• **PROBLEM TO SOLVE**: How many lines in the data below contain the word "white"? Count them and reply with the number alone.
Start
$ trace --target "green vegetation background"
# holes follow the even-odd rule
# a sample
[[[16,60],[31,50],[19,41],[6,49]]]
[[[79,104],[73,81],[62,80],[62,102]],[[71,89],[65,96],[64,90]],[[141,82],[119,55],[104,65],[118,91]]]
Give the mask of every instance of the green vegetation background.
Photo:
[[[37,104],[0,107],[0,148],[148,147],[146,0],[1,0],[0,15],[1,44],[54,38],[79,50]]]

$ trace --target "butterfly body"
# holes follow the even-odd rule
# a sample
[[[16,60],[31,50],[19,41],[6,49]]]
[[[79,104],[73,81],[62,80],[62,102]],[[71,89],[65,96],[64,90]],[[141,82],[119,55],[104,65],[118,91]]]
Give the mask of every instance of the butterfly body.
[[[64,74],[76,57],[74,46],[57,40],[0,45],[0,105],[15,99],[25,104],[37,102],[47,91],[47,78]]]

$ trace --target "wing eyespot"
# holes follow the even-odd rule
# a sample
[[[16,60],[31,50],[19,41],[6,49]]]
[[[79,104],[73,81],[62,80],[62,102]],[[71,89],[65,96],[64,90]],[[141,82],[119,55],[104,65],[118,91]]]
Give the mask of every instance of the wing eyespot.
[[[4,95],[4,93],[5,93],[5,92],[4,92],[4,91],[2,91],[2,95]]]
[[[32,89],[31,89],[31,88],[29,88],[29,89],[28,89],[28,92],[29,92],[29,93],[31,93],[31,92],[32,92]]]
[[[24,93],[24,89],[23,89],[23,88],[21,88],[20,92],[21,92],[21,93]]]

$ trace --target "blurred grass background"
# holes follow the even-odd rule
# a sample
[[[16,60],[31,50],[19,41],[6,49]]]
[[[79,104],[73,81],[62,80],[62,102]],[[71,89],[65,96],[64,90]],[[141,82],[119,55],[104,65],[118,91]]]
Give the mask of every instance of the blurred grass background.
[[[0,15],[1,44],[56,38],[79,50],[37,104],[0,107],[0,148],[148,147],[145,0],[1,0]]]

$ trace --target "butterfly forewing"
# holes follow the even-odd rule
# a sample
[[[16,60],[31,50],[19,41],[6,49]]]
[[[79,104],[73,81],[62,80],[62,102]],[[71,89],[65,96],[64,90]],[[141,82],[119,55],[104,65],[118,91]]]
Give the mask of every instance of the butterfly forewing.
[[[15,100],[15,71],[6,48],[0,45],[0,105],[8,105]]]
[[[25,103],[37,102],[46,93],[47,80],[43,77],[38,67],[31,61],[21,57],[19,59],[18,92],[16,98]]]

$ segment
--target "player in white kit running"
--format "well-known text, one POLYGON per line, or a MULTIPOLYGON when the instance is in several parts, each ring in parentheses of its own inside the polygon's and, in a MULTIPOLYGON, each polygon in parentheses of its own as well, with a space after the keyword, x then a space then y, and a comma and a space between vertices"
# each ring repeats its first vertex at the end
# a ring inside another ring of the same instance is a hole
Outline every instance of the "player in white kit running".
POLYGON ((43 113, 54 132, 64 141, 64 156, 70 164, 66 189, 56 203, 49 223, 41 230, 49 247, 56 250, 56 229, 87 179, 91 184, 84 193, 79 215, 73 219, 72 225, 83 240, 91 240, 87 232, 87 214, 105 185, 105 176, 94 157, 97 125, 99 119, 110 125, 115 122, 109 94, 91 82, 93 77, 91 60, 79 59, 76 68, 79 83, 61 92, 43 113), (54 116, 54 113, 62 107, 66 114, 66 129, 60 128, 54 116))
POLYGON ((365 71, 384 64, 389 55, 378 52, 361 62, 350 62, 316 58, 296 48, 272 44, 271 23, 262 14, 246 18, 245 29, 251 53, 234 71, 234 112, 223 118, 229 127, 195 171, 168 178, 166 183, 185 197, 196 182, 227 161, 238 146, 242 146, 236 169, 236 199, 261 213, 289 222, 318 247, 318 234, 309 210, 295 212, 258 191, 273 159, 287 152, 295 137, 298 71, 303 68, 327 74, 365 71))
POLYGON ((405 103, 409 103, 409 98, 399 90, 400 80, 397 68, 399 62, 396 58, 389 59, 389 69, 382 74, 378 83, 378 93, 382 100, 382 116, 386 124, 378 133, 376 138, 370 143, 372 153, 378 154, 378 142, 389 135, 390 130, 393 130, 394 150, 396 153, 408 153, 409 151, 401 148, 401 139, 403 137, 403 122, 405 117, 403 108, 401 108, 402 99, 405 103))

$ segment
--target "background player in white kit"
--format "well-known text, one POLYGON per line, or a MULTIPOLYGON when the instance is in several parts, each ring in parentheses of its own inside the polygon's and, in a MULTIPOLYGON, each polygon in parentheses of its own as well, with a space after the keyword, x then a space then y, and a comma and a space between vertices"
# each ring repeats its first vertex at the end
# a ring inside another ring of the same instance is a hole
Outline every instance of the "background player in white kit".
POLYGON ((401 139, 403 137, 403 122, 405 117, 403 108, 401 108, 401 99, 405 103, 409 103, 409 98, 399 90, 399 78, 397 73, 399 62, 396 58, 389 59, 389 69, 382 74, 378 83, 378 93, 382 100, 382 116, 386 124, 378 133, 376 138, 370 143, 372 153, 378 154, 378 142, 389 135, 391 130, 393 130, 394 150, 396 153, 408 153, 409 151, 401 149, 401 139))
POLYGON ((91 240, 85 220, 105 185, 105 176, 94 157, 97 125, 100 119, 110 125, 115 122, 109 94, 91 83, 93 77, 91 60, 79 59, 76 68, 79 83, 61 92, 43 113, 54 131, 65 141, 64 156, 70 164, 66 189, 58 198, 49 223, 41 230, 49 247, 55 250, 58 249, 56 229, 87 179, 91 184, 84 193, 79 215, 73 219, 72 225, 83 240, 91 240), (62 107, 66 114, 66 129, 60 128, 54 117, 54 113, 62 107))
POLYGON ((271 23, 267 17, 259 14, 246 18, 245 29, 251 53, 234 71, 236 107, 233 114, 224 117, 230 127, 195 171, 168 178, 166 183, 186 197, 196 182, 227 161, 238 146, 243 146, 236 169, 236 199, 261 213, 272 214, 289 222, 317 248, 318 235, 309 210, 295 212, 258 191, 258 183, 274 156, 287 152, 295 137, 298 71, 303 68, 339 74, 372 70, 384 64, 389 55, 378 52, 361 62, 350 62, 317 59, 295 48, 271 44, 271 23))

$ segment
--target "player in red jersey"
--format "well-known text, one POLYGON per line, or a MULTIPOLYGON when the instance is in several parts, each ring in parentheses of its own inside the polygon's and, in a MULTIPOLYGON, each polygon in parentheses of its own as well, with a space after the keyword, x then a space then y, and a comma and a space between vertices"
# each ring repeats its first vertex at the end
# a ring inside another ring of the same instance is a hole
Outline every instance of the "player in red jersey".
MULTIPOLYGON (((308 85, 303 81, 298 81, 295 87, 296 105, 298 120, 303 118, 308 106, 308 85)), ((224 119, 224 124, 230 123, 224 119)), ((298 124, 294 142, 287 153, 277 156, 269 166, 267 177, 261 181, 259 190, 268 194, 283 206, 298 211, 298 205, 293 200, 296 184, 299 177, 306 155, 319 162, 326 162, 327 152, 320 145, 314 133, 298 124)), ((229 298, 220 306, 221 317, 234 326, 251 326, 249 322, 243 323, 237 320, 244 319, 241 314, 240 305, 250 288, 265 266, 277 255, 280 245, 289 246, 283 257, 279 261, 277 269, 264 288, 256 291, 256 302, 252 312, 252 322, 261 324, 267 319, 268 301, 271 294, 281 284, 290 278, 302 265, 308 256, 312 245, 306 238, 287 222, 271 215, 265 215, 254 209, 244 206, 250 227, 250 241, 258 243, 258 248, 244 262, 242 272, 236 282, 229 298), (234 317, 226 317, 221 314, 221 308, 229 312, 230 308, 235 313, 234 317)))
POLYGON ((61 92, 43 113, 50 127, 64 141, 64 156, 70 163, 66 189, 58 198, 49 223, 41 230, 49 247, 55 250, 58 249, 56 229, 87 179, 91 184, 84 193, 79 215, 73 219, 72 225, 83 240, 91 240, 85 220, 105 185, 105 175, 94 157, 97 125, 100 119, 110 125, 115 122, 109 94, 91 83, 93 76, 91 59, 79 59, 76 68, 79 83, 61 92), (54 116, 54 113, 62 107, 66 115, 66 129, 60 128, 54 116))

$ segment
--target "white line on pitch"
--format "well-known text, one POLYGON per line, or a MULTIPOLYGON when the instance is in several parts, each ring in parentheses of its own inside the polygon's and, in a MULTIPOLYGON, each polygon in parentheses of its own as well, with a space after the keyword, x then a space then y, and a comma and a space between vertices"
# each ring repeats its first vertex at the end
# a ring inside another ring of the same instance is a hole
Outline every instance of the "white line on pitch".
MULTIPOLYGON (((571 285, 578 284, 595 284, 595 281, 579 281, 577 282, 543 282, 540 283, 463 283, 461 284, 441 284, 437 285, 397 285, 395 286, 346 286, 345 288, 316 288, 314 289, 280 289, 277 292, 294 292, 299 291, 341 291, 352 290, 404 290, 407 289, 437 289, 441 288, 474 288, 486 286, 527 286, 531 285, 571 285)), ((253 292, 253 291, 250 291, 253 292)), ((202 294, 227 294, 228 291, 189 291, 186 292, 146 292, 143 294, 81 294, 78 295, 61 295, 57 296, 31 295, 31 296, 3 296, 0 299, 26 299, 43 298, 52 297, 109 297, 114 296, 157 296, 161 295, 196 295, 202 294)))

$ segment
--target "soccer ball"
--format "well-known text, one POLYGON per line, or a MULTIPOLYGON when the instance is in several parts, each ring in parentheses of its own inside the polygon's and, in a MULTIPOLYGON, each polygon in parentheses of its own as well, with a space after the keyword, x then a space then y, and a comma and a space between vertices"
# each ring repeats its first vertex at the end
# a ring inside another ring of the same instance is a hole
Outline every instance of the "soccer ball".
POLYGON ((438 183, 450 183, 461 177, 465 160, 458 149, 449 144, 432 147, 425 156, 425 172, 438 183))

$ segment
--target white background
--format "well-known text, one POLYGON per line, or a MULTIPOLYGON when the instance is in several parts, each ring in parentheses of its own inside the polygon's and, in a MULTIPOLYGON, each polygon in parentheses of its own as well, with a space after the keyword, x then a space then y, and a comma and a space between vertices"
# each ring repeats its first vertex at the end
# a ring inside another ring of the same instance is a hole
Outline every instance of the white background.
End
• **ANSWER BELOW**: 8